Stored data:
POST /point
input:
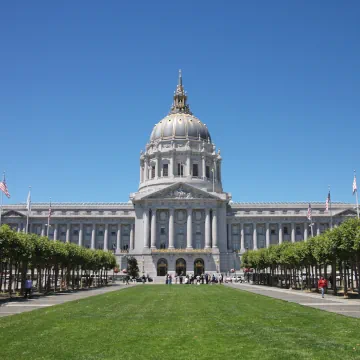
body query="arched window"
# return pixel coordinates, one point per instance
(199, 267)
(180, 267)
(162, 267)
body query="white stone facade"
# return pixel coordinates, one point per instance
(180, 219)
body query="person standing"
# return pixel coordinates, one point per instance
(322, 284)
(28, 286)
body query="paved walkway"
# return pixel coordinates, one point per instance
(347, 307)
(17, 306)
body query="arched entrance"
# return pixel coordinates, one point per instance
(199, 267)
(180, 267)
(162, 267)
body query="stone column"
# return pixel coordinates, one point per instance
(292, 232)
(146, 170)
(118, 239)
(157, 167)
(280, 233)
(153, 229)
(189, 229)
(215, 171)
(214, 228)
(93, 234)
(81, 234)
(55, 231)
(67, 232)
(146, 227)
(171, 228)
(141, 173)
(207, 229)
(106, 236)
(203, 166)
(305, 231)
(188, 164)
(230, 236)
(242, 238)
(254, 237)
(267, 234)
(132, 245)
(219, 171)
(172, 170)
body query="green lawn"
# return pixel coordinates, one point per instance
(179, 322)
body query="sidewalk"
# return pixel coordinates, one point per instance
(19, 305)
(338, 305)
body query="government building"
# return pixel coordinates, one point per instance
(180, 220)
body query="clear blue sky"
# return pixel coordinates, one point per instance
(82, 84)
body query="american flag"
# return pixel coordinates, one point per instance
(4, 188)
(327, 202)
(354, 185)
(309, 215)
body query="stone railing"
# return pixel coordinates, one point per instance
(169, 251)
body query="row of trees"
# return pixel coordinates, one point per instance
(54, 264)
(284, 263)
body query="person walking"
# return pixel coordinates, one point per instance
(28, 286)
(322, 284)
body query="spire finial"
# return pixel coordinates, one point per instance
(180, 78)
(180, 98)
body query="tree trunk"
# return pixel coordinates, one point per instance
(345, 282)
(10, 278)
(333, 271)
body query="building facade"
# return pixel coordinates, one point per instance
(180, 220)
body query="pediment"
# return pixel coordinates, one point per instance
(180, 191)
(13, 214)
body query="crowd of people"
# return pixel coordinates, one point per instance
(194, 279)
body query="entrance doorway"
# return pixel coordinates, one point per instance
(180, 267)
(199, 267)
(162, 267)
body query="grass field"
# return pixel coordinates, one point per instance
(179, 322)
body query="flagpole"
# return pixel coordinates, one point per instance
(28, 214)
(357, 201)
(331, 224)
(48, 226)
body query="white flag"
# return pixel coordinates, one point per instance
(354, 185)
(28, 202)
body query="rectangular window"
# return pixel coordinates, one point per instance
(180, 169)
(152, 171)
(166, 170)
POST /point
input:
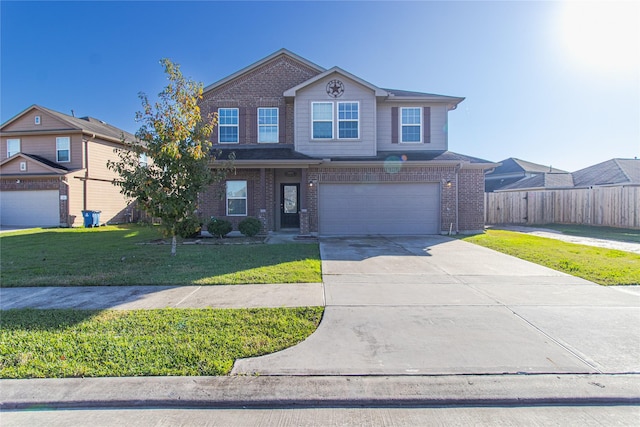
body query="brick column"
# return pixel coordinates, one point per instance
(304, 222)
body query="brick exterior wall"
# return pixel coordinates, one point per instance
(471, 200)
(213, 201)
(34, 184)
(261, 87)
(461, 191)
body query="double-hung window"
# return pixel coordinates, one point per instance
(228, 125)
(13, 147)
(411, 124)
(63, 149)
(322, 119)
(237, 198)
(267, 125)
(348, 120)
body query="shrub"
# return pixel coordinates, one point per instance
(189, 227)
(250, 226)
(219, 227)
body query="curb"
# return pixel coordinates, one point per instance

Work required ▸ A faithful copy of the entries above is needed, one that contains no images.

Result of this task ▸
POST /point
input:
body query="arched window"
# return pixel coordinates, one point per instance
(199, 267)
(180, 267)
(162, 267)
body query="white stone facade"
# return pixel coordinates, one point per instance
(180, 219)
body query="person standing"
# return pixel coordinates, one point per instance
(322, 284)
(28, 286)
body query="paved walkway"
# return pixel coordinates, one point per instance
(347, 307)
(17, 306)
body query="arched entrance"
# return pixel coordinates, one point per instance
(199, 267)
(180, 267)
(162, 267)
body query="stone column"
# return pixel coordinates, one point per instance
(292, 232)
(146, 170)
(118, 239)
(157, 167)
(280, 233)
(153, 229)
(189, 229)
(215, 171)
(214, 228)
(93, 234)
(81, 234)
(55, 231)
(67, 232)
(146, 227)
(171, 228)
(141, 173)
(207, 229)
(106, 236)
(203, 166)
(305, 231)
(188, 164)
(230, 236)
(242, 238)
(254, 237)
(267, 234)
(132, 245)
(219, 171)
(172, 170)
body query="green lawn"
# return pixel coordinates, one point per instance
(179, 322)
body query="sidewalk"
# return pixel coordinates, one point per instance
(19, 305)
(338, 305)
body query="government building"
# return pixel coordinates, one point per instance
(180, 220)
body query="clear blue sky"
# return pixel coordinates, one point per instance
(82, 84)
body query="american flag"
# return pixel coordinates, one point per instance
(4, 188)
(327, 202)
(354, 185)
(309, 215)
body query="stone railing"
# return pixel coordinates, one point per instance
(169, 251)
body query="row of trees"
# return pixel coordinates, one point per instance
(54, 264)
(284, 263)
body query="person walking"
# return pixel coordinates, one point per instance
(28, 286)
(322, 284)
body query="spire finial"
# return pixel coordinates, one point per instance
(180, 78)
(180, 98)
body query="tree trunk"
# return pixel coordinates, one point per instance
(345, 282)
(10, 278)
(333, 271)
body query="building facade"
# return pixel coordinates, one point per instance
(180, 220)
body query="pediment"
# return pixel coordinates, one point per instance
(180, 191)
(13, 214)
body query="crowd of people"
# return pixel coordinates, one point per instance
(194, 279)
body query="entrance doorway"
# return pixel coordinates, one point per instance
(180, 267)
(199, 267)
(162, 267)
body query="grass field"
# return pixel coordinates, one point per instance
(179, 322)
body query="flagpole"
# return pixel coordinates, one point per instance
(28, 214)
(357, 201)
(331, 224)
(48, 226)
body query="white flag"
# return pixel coordinates, one point per instance
(354, 185)
(28, 202)
body query="rectangular window"
# return pixel coordinates, one point per instance
(180, 169)
(152, 171)
(166, 170)
POST /point
input:
body query="brick column"
# return pixel coordinates, one point per instance
(304, 222)
body query="brick exterior wall"
# return pixel coordinates, one point per instance
(471, 200)
(213, 201)
(34, 184)
(261, 87)
(461, 191)
body query="double-hung window"
# return pixel coordinates, one point per instance
(228, 125)
(13, 147)
(411, 124)
(63, 149)
(322, 119)
(237, 198)
(267, 125)
(348, 120)
body query="shrub"
# return pixel coordinates, one point per instance
(189, 227)
(250, 226)
(219, 227)
body query="curb"
# return pixel coordinates, one point per instance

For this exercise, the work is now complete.